• _Directive_
Render the records below as a Markdown table with the columns Row and Line, numbering each row and putting one line of the records in each, with blank lines omitted.

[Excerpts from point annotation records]
#####

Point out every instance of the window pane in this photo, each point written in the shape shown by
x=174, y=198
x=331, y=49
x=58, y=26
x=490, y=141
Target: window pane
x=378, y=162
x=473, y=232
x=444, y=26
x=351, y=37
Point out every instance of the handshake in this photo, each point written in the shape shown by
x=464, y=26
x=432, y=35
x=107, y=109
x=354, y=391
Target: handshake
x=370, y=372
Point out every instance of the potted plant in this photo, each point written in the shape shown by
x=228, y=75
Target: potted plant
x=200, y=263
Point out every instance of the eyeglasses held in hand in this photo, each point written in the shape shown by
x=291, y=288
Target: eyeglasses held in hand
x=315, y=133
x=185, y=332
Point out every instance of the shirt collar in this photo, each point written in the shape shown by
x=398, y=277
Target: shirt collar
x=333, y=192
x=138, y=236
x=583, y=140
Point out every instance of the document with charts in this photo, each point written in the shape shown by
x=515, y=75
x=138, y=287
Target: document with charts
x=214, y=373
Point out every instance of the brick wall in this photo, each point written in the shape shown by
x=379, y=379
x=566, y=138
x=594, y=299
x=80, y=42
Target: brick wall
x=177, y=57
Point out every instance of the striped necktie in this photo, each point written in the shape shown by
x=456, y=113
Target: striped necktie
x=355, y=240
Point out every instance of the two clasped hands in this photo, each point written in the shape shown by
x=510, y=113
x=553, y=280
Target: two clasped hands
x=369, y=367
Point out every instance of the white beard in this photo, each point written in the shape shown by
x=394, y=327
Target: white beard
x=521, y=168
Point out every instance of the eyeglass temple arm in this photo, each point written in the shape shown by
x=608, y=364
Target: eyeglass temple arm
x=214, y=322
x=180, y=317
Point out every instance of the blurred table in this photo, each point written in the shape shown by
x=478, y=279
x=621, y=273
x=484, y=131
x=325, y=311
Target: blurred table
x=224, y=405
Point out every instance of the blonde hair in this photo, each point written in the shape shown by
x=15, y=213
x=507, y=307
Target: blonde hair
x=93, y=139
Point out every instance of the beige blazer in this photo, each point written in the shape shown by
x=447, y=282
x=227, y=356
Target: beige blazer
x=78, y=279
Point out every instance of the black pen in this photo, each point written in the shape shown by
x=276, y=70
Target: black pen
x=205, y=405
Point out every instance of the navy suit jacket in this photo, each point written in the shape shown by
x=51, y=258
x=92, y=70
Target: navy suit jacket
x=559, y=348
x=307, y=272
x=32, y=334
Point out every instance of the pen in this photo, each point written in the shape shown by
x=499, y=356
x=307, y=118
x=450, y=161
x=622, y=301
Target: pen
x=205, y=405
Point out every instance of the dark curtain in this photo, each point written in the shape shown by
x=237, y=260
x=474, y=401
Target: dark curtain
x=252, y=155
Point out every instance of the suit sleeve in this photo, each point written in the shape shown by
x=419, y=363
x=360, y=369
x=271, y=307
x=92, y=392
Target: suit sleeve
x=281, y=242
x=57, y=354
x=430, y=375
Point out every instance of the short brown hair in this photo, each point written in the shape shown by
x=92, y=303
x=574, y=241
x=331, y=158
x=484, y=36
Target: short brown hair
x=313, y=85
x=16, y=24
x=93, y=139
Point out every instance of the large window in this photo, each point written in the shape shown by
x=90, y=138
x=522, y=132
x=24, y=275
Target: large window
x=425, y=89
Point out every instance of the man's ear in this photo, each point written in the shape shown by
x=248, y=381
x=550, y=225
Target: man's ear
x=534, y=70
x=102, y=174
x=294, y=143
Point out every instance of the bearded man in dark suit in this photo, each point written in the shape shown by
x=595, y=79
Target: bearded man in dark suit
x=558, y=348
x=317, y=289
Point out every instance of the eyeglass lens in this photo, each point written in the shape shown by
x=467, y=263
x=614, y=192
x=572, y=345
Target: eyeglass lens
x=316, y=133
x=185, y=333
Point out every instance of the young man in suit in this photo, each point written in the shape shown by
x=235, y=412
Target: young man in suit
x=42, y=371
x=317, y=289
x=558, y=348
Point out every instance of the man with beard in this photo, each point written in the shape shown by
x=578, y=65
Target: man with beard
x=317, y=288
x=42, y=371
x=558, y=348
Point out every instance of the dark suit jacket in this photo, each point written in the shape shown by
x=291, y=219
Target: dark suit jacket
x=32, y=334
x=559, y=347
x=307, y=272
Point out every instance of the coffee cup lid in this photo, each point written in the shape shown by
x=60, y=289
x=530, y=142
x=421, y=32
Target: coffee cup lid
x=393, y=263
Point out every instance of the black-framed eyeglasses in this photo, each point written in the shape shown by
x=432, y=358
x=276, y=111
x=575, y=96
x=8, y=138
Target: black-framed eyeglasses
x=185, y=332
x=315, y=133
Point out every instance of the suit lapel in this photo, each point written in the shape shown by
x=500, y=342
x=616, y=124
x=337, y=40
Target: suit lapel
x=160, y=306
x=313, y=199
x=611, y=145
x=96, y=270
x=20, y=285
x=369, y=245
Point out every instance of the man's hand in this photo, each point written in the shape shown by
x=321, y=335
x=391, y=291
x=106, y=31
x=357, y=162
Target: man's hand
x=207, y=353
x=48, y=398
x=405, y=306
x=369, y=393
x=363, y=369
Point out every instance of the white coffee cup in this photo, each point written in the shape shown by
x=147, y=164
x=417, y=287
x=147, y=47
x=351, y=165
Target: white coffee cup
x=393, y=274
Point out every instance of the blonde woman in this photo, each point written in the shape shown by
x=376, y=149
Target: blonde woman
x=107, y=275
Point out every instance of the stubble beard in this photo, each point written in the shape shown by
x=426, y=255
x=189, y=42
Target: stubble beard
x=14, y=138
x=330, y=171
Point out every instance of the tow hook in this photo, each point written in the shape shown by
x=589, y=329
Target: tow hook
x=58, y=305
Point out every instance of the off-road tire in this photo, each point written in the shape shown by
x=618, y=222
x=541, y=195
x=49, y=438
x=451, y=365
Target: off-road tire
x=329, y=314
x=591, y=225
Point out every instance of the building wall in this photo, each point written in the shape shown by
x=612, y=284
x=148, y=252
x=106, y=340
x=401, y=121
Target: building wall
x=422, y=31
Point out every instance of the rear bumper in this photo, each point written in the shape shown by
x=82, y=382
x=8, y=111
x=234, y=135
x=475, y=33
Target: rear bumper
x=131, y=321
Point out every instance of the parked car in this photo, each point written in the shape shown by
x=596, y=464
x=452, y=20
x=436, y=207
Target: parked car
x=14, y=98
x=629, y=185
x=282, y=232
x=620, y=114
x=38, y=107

#####

• _Solution for this exercise_
| Row | Line |
|---|---|
| 1 | Point out every instance of the window pane in this photo, each point written in the shape shown by |
| 2 | x=174, y=198 |
| 3 | x=331, y=49 |
| 4 | x=58, y=26 |
| 5 | x=490, y=141 |
| 6 | Target: window pane |
| 7 | x=378, y=162 |
| 8 | x=473, y=232 |
| 9 | x=444, y=26 |
| 10 | x=351, y=37 |
| 11 | Point out every instance of the handshake in this photo, each point written in the shape shown by |
| 12 | x=464, y=26 |
| 13 | x=432, y=35 |
| 14 | x=107, y=109 |
| 15 | x=354, y=391 |
| 16 | Target: handshake |
| 17 | x=370, y=372 |
| 18 | Point out every instance of the potted plant in this photo, each point written in the shape shown by |
| 19 | x=228, y=75 |
| 20 | Target: potted plant |
| 21 | x=200, y=263 |
| 22 | Point out every instance of the eyeglasses held in hand in this photo, each point written in the shape shown by |
| 23 | x=291, y=288 |
| 24 | Target: eyeglasses held in hand |
| 25 | x=315, y=133 |
| 26 | x=185, y=332 |
| 27 | Point out every instance of the shirt collar in this photo, each point written in the shape shown by |
| 28 | x=398, y=277 |
| 29 | Target: shirt collar |
| 30 | x=333, y=192 |
| 31 | x=138, y=236 |
| 32 | x=583, y=140 |
| 33 | Point out every instance of the document with charts in this photo, each point written in the shape shown by |
| 34 | x=515, y=75 |
| 35 | x=138, y=287 |
| 36 | Target: document with charts |
| 37 | x=214, y=373 |
| 38 | Point out every instance of the brick wall in this photo, each point written in the shape shown by |
| 39 | x=379, y=379 |
| 40 | x=566, y=138 |
| 41 | x=594, y=299 |
| 42 | x=80, y=42 |
| 43 | Target: brick wall |
| 44 | x=177, y=57 |
| 45 | Point out every instance of the striped necktie in this photo, each point written in the shape shown by |
| 46 | x=456, y=113 |
| 47 | Target: striped necktie |
| 48 | x=355, y=240 |
| 49 | Point out every instance of the two clasped hands in this photo, each point written in the shape shown by |
| 50 | x=510, y=113 |
| 51 | x=553, y=280 |
| 52 | Target: two clasped hands |
| 53 | x=369, y=367 |
| 54 | Point out every instance of the white beard in this photo, each point written in the shape shown by |
| 55 | x=394, y=327 |
| 56 | Target: white beard |
| 57 | x=521, y=168 |
| 58 | Point out every instance of the eyeglass temple arm in this photo, each point written in the shape shown by |
| 59 | x=608, y=364 |
| 60 | Target: eyeglass temple arm |
| 61 | x=214, y=322 |
| 62 | x=180, y=317 |
| 63 | Point out every instance of the blurred table in this photo, each point written in the shape shown by |
| 64 | x=478, y=279 |
| 65 | x=621, y=273 |
| 66 | x=484, y=131 |
| 67 | x=325, y=311 |
| 68 | Target: blurred table |
| 69 | x=224, y=405 |
| 70 | Point out every instance of the blonde hair in this photo, each point written in the shape shown by |
| 71 | x=15, y=213 |
| 72 | x=507, y=307 |
| 73 | Target: blonde hair |
| 74 | x=93, y=139 |
| 75 | Point out every instance of the beige blazer in this photo, each point written in the shape shown by |
| 76 | x=447, y=282 |
| 77 | x=227, y=356 |
| 78 | Target: beige blazer |
| 79 | x=78, y=279 |
| 80 | Point out every instance of the black pen in this photo, each point written in the shape shown by |
| 81 | x=276, y=70 |
| 82 | Target: black pen |
| 83 | x=205, y=405 |
| 84 | Point out every instance of the navy suit jacket in this photo, each point written in the shape shown by |
| 85 | x=51, y=258 |
| 86 | x=92, y=70 |
| 87 | Target: navy suit jacket |
| 88 | x=559, y=348 |
| 89 | x=307, y=272 |
| 90 | x=32, y=334 |
| 91 | Point out every instance of the pen in this photo, each point written in the shape shown by |
| 92 | x=499, y=356 |
| 93 | x=307, y=118 |
| 94 | x=450, y=161 |
| 95 | x=622, y=301 |
| 96 | Target: pen |
| 97 | x=205, y=405 |
| 98 | Point out every instance of the dark curtain in this photo, each point written in the shape shown by |
| 99 | x=237, y=260 |
| 100 | x=474, y=401 |
| 101 | Target: dark curtain |
| 102 | x=252, y=155 |
| 103 | Point out every instance of the suit sleeve in this photo, each point written in the shape shown by |
| 104 | x=419, y=363 |
| 105 | x=360, y=369 |
| 106 | x=271, y=307 |
| 107 | x=92, y=392 |
| 108 | Target: suit sleeve |
| 109 | x=281, y=242 |
| 110 | x=57, y=354 |
| 111 | x=430, y=375 |
| 112 | Point out every instance of the short brown hair in this photo, each point written in the shape shown by |
| 113 | x=92, y=303 |
| 114 | x=574, y=241 |
| 115 | x=331, y=158 |
| 116 | x=484, y=36 |
| 117 | Target: short brown hair |
| 118 | x=313, y=85 |
| 119 | x=16, y=24 |
| 120 | x=93, y=139 |
| 121 | Point out every instance of the large window in this photo, each point written in the shape shown by |
| 122 | x=90, y=138 |
| 123 | x=522, y=132 |
| 124 | x=24, y=275 |
| 125 | Target: large window |
| 126 | x=425, y=89 |
| 127 | Point out every instance of the man's ear in this photo, each point written in the shape shown by |
| 128 | x=248, y=381 |
| 129 | x=550, y=225 |
| 130 | Target: man's ear |
| 131 | x=534, y=70 |
| 132 | x=102, y=174 |
| 133 | x=294, y=143 |
| 134 | Point out every instance of the bearded man in dark suit in this photo, each point written in the shape shown by |
| 135 | x=595, y=79 |
| 136 | Target: bearded man in dark suit |
| 137 | x=558, y=348 |
| 138 | x=317, y=289 |
| 139 | Point out every instance of the eyeglass lens in this photo, each point written in the shape shown by |
| 140 | x=467, y=263 |
| 141 | x=614, y=192 |
| 142 | x=572, y=345 |
| 143 | Target: eyeglass lens |
| 144 | x=316, y=133 |
| 145 | x=185, y=333 |
| 146 | Point out every instance of the young man in suit in this photo, each point written in the shape shown by |
| 147 | x=235, y=412 |
| 148 | Target: young man in suit |
| 149 | x=42, y=371 |
| 150 | x=317, y=289 |
| 151 | x=558, y=348 |
| 152 | Point out every instance of the man with beard in this photo, each point written in the shape shown by |
| 153 | x=578, y=65 |
| 154 | Target: man with beard |
| 155 | x=317, y=288 |
| 156 | x=42, y=371 |
| 157 | x=558, y=348 |
| 158 | Point out every instance of the dark suit jacket in this photo, each point written in the shape shown by |
| 159 | x=291, y=219 |
| 160 | Target: dark suit jacket |
| 161 | x=32, y=334 |
| 162 | x=559, y=347 |
| 163 | x=307, y=272 |
| 164 | Point out every instance of the coffee cup lid in this photo, each point written in the shape shown by |
| 165 | x=60, y=289 |
| 166 | x=530, y=142 |
| 167 | x=421, y=32 |
| 168 | Target: coffee cup lid |
| 169 | x=393, y=263 |
| 170 | Point out every instance of the black-framed eyeglasses in this photo, each point written in the shape shown by |
| 171 | x=432, y=358 |
| 172 | x=276, y=111 |
| 173 | x=575, y=96 |
| 174 | x=8, y=138 |
| 175 | Target: black-framed eyeglasses |
| 176 | x=185, y=332 |
| 177 | x=315, y=133 |
| 178 | Point out every instance of the suit lapel in this photo, each point written in the shape shown by |
| 179 | x=500, y=342 |
| 180 | x=616, y=124 |
| 181 | x=337, y=40 |
| 182 | Target: suit lapel |
| 183 | x=160, y=306 |
| 184 | x=313, y=199 |
| 185 | x=611, y=145 |
| 186 | x=96, y=270 |
| 187 | x=20, y=285 |
| 188 | x=369, y=245 |
| 189 | Point out every instance of the man's hand in this photo, each point written in the shape shown by |
| 190 | x=321, y=335 |
| 191 | x=391, y=291 |
| 192 | x=106, y=31 |
| 193 | x=357, y=162 |
| 194 | Target: man's hand |
| 195 | x=207, y=353 |
| 196 | x=48, y=398 |
| 197 | x=405, y=306 |
| 198 | x=369, y=393 |
| 199 | x=363, y=369 |
| 200 | Point out every instance of the white coffee cup in this photo, each point written in the shape shown by |
| 201 | x=147, y=164 |
| 202 | x=417, y=287 |
| 203 | x=147, y=47 |
| 204 | x=351, y=165 |
| 205 | Target: white coffee cup |
| 206 | x=393, y=274 |
| 207 | Point out every instance of the blonde woman in this photo, each point written in the shape shown by |
| 208 | x=376, y=149 |
| 209 | Target: blonde woman |
| 210 | x=107, y=275 |
| 211 | Point out every instance of the stubble beard in this photo, each point written in the shape shown by |
| 212 | x=426, y=255 |
| 213 | x=189, y=42 |
| 214 | Target: stubble beard |
| 215 | x=14, y=138 |
| 216 | x=330, y=171 |
| 217 | Point out every instance of the tow hook in this photo, each point written in the shape shown by |
| 218 | x=589, y=329 |
| 219 | Target: tow hook |
| 220 | x=58, y=305 |
| 221 | Point out every instance of the off-road tire in this photo, each point written in the shape shown by |
| 222 | x=618, y=222 |
| 223 | x=541, y=195 |
| 224 | x=49, y=438 |
| 225 | x=451, y=365 |
| 226 | Target: off-road tire |
| 227 | x=329, y=314 |
| 228 | x=591, y=225 |
| 229 | Point out every instance of the building wall in this photo, each point written in the shape shown by |
| 230 | x=612, y=284 |
| 231 | x=148, y=252 |
| 232 | x=106, y=340 |
| 233 | x=401, y=121 |
| 234 | Target: building wall |
| 235 | x=422, y=31 |
| 236 | Point out every instance of the rear bumper in this photo, each point written in the shape shown by |
| 237 | x=82, y=382 |
| 238 | x=8, y=111 |
| 239 | x=234, y=135 |
| 240 | x=475, y=33 |
| 241 | Target: rear bumper |
| 242 | x=131, y=321 |
| 243 | Point out every instance of the parked car in this photo, each point written in the shape shown by |
| 244 | x=596, y=464 |
| 245 | x=452, y=20 |
| 246 | x=436, y=207 |
| 247 | Target: parked car |
| 248 | x=14, y=98 |
| 249 | x=629, y=185 |
| 250 | x=282, y=232 |
| 251 | x=620, y=114 |
| 252 | x=38, y=107 |